[Start of TEXT SEGMENT]

Conference Speaker 8 (CS8): Yeah. I will just add a few things because I agree with everything they said before. I found particularly interesting the session that we had this morning,  it was more, the title of the session was: Is science apolitical? And um, they opened with uh, you know, discussions about how science has effects in, generally, in political things or in society. And obviously, related with the Palestinian-Israeli conflict. Um, I think this is a very important topic, not only for the Palestinian cause, but more generally for the effect science has, uh, in society. And I think a lot of young scientists, even in your?, this fact, this issue, they just do - For instance, let's talk about computer science or neural network or machine learning that our technologies nowadays spreading very much that can be used for the good and the bad. That can be used on, you know, battlefield, that can be used as a weapon to recognize the soldiers and kill people.

[33:23]
CS8: So for scientists, I think is important when they start working on certain technologies to know, which are the effect of the research that they are producing and if they want to pursue those studies, so they can still do it, but they can do it with their – with their conscience, you know, open on these effects and on the, yeah, on the problems that these kinds of technologies could eventually create. And there is the need nowadays to discuss more of this issue in general. The effect of science in society, in the scientific community because there is very few places and rooms for such discussion.

 

[Whooshing sound effect.]


[33:58]

AD: So what came up from me from, and Toya, you know, jump in whenever you feel like there’s, what you made out of this. But, what came up for me is, that one of the speakers who was kind of introducing - they were a co-sponsor for this gathering, you know, led off kind of this just kind of the entire conference kind of bringing, calling into question: how we can think about a movement for science in support of decolonization. But for you know, like, and I also said - it was like not just for Palestinians, but for all oppressed people. And I thought that was a really interesting opening, because most folks in the room either who introduced themselves or were there, would be in research and development, or professors, or doing theoretical physics, just like the two folks that we interviewed, Marcello and Mario, you know, so they're coming from that place.

[End of TEXT SEGMENT]

DIRECTIVE A - Locate each line in the listing below that contains the string "rock" and copy those lines. Case counts.

[Start of EXCERPTED RECORDS]

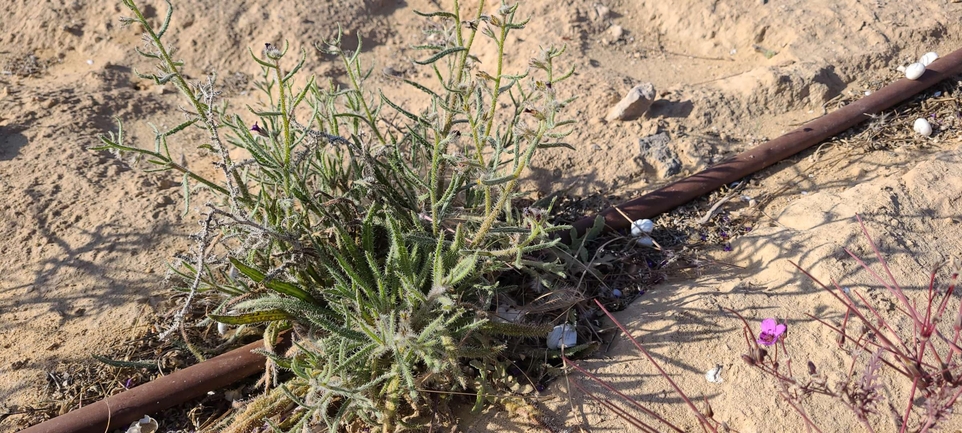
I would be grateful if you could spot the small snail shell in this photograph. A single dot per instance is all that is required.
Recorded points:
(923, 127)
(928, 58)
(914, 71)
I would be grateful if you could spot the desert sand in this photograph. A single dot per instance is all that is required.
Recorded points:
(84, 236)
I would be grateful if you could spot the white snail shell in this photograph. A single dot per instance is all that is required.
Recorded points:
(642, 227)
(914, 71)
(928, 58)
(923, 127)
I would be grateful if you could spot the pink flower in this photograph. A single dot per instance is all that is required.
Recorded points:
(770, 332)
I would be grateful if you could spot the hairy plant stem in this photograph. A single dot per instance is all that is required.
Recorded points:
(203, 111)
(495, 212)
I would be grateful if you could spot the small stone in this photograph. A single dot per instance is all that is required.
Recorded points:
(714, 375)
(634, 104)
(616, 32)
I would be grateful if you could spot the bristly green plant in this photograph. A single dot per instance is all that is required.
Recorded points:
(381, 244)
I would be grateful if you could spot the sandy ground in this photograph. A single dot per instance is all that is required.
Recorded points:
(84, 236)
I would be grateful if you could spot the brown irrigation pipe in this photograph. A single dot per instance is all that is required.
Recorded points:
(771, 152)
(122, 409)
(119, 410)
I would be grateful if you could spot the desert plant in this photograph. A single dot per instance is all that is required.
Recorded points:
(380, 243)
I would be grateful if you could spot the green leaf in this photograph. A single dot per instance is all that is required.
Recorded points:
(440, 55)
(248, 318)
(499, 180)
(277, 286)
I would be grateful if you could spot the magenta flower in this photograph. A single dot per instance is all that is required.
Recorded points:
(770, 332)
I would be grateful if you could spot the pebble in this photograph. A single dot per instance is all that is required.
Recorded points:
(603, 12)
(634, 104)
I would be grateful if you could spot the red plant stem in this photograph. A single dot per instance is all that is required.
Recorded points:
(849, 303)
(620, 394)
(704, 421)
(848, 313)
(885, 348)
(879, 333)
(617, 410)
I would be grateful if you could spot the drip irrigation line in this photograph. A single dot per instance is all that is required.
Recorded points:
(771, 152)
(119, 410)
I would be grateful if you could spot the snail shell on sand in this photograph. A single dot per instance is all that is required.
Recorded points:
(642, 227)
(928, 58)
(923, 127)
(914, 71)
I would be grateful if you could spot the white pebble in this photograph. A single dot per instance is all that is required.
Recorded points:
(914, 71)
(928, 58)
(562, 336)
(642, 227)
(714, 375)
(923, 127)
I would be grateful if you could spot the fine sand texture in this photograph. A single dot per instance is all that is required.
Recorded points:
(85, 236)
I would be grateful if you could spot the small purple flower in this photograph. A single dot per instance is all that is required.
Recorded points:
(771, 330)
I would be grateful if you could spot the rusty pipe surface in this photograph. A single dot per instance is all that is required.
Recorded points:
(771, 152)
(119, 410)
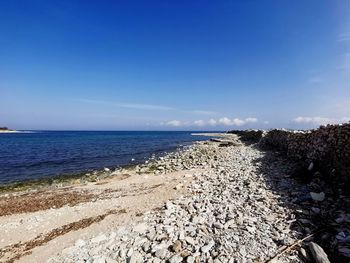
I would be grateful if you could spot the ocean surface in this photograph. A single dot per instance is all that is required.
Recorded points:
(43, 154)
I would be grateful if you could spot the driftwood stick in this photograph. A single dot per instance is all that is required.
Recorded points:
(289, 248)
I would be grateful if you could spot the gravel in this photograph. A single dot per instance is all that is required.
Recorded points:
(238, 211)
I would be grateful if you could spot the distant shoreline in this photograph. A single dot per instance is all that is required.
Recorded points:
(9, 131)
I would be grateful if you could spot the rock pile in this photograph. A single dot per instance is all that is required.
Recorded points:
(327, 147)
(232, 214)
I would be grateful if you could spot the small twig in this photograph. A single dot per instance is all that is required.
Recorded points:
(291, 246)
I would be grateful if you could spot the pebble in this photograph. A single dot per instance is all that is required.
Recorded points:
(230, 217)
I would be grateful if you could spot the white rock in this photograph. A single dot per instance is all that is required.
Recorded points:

[End of EXCERPTED RECORDS]

DIRECTIVE B - Write the next part of the conference discussion transcript about science and politics shown above, starting after its last sentence.

WRITTEN REPLY A -
I would be grateful if you could spot the rock pile in this photograph. A single dot per instance is all that is required.
I would be grateful if you could spot the white rock in this photograph. A single dot per instance is all that is required.

WRITTEN REPLY B -
[34:51]

AD: And so, and they talked about kind of like these, these two different trajectories in that interview of like, you know, I have my political life and I have this like schooling of science stuff and this person, this speaker really kind of highlighted like, okay, now let's talk about how we can develop this to decolonize - for the movement to support decolonization. Um, so that was interesting. I thought that was a strong. Yeah, that was interesting to me.

 

LS: Mhmm. So, Scientists for Palestine is mainly made up of physicists. And so that, you know, them trying to politicize their field. And I feel like when you like politicize, like if you're a scientist and you haven't taken a stance, it doesn't mean you're apolitical, like you have chosen a stance, you just haven't been vocal about it. But you're –

 

AD: or even conscious of it –

 

LS: Or even conscious of it.

 

AD: Yeah

[35:40]


LS: Yeah. But you're still political. It's just that you are the status quo politics that it is. [AD: Mhmm.] Um, there is that facet of it, where you do have people who are trying to pull like, you know, are bringing this into their field and getting ostracized for it, both professors and students. So, there's that aspect of it. But then there's the aspect of like, how is your actual work contributing to, or actively moving people towards liberation?

 

AD: Totally. One other thing that came out of those clips was the funding. Like, who funds what is developed? And in whose interest? [LS: Mhmm.] So, really calling into question this - I feel like it's something that you have to face, right? Like, if you are wanting to develop something, energy sources that are - benefit, most of humanity aren't, are not controlled by a central, like company that's gonna just, you know, like say, okay, I own all the water now.

 

LS: Ooh!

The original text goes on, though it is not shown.